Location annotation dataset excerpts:
- - -
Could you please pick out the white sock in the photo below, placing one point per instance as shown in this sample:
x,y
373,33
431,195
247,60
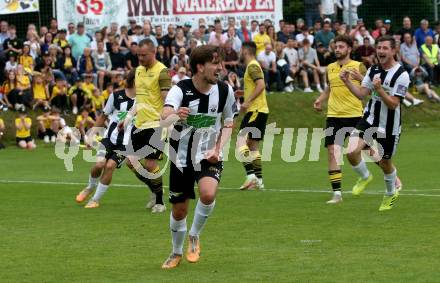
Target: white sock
x,y
92,182
201,214
178,233
362,170
100,191
390,182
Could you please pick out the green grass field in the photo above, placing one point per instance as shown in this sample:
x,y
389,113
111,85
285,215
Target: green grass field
x,y
284,234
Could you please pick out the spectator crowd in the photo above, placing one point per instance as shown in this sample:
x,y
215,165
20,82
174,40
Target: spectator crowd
x,y
60,72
- - -
Turn the material into a numbered list with no blank lines. Begin at the line that has "Could you please pick out the spectator" and stop after the last line of the material.

- _FINISHED TASK_
1. Could you please pick out the spectator crowd in the photo above, placing one point per instance as shown in this sample:
2. x,y
3. 215,165
4. 20,82
5. 174,40
6. Target: spectator crowd
7. x,y
8. 60,72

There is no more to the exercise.